:: Requirement 1 ::
In the passage on the 1918 flu, transcribe the text starting with "In Denver, the" and going on through "from the library.".
:: Requirement 2 ::
According to the passage on the 1918 flu, which cities saw surges after Thanksgiving? List every one.

:: Source extract ::

Vaccine science was nowhere near the scientifically advanced level of 2020, said Markel, whose mother died from COVID-19 this year. The study of virology was in its infancy, and researchers didn’t have the tools to see viruses. Though bacteria are much larger and can be viewed under a light microscope, viruses require an electron microscope, which had not been invented in 1918, Markel said.
The vaccines that researchers developed did not stop an impending third wave of the flu.
Third wave of influenza surges after the holidays
Just as cases rose after Armistice Day celebrations, they rose again after Thanksgiving. Dallas, Minneapolis, San Antonio, San Francisco and Seattle saw surges. Omaha relaunched a public health campaign. Parts of Cleveland and its suburbs closed schools and enacted influenza bans in early December.
On Dec. 6, the St. Paul Daily News announced that more than 40 Minneapolis schools were closed because of the flu, below the headline “SANTA CLAUS IS DOWN WITH THE FLU.” Health officials asked “moving picture show” managers to exclude children, closed Sunday schools and ordered department stores to dispense with “Santa Claus programs.”
On Christmas Eve, health officials in Nebraska made influenza a mandatory quarantine disease, and fines ranged from $15 to $100 for violations. Approximately 1,000 homes in Omaha were placarded, meaning their occupants were unable to leave for at least four days after the fever had subsided.
In Denver, the Salvation Army canceled its annual Christmas parties for children, and the Women’s Press Club canceled its New Year’s Eve ball. School Christmas assemblies were canceled in Fall River, Massachusetts, and families with an influenza patient in their homes were warned not to entertain guests and barred from borrowing books from the library.
By January, the USA was fully engulfed in its third wave of influenza. The virus spread throughout the winter and spring, killing thousands more. It infected one-third of the world’s population and killed approximately 675,000 Americans before subsiding in the summer of 1919.

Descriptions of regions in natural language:
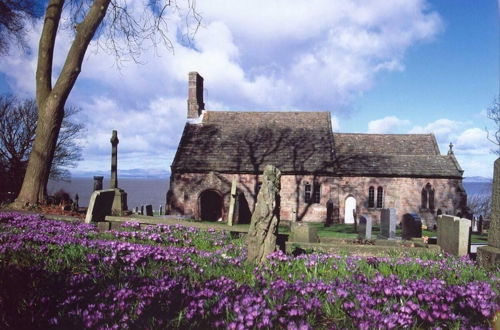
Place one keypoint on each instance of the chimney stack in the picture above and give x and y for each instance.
(195, 95)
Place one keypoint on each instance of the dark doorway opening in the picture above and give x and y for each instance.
(244, 213)
(210, 205)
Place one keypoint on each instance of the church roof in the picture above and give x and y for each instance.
(303, 142)
(227, 141)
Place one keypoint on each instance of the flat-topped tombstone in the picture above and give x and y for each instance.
(453, 234)
(490, 255)
(304, 232)
(388, 223)
(412, 226)
(149, 210)
(100, 205)
(263, 231)
(365, 227)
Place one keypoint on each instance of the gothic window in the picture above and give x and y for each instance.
(380, 197)
(431, 198)
(371, 197)
(307, 192)
(312, 193)
(424, 199)
(316, 192)
(428, 197)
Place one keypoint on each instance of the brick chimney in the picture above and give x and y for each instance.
(195, 95)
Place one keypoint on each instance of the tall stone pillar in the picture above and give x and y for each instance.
(489, 255)
(114, 160)
(120, 200)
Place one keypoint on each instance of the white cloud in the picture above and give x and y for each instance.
(335, 124)
(473, 141)
(259, 55)
(389, 124)
(443, 128)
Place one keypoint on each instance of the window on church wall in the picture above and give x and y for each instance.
(371, 197)
(424, 199)
(316, 192)
(307, 192)
(380, 197)
(431, 199)
(312, 193)
(428, 197)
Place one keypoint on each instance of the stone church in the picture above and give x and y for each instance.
(325, 175)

:: Worked solution 1 ::
In Denver, the Salvation Army canceled its annual Christmas parties for children, and the Women’s Press Club canceled its New Year’s Eve ball. School Christmas assemblies were canceled in Fall River, Massachusetts, and families with an influenza patient in their homes were warned not to entertain guests and barred from borrowing books from the library.

:: Worked solution 2 ::
Dallas, Minneapolis, San Antonio, San Francisco, Seattle